Stored items from a collection:
^^^^^^^^

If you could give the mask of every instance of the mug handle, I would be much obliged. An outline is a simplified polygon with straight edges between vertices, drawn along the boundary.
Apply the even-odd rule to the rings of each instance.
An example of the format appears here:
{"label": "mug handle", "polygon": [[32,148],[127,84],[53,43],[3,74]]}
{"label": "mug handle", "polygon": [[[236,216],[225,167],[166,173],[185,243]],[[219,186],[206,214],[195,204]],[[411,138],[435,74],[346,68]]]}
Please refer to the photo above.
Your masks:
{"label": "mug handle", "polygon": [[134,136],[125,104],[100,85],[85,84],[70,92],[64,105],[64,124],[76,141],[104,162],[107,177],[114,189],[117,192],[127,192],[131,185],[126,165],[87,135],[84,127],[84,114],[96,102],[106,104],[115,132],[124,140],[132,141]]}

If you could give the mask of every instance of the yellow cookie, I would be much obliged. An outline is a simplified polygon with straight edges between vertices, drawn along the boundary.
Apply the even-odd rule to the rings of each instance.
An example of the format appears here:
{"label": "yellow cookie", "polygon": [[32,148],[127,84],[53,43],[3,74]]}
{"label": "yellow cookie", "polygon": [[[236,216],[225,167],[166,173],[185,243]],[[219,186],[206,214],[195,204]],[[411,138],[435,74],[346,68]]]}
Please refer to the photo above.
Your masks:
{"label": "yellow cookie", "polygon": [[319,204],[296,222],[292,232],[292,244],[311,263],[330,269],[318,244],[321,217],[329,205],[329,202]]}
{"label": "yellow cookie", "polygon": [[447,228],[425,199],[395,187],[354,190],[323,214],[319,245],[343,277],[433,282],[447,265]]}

^^^^^^^^

● **WHAT TO WORK ON**:
Please pick out and copy every line of the records that contains the word "between". Case counts, so only matches with the same capitalization qualify.

● **EXERCISE SOLUTION**:
If you could give the mask of every instance of the mug handle, I would be much obliged. An outline is a simplified polygon with straight edges between vertices, drawn along the boundary.
If you could give the mask of every instance of the yellow cookie, I would be much obliged. An outline is a simplified polygon with straight edges between vertices, drawn along the boundary.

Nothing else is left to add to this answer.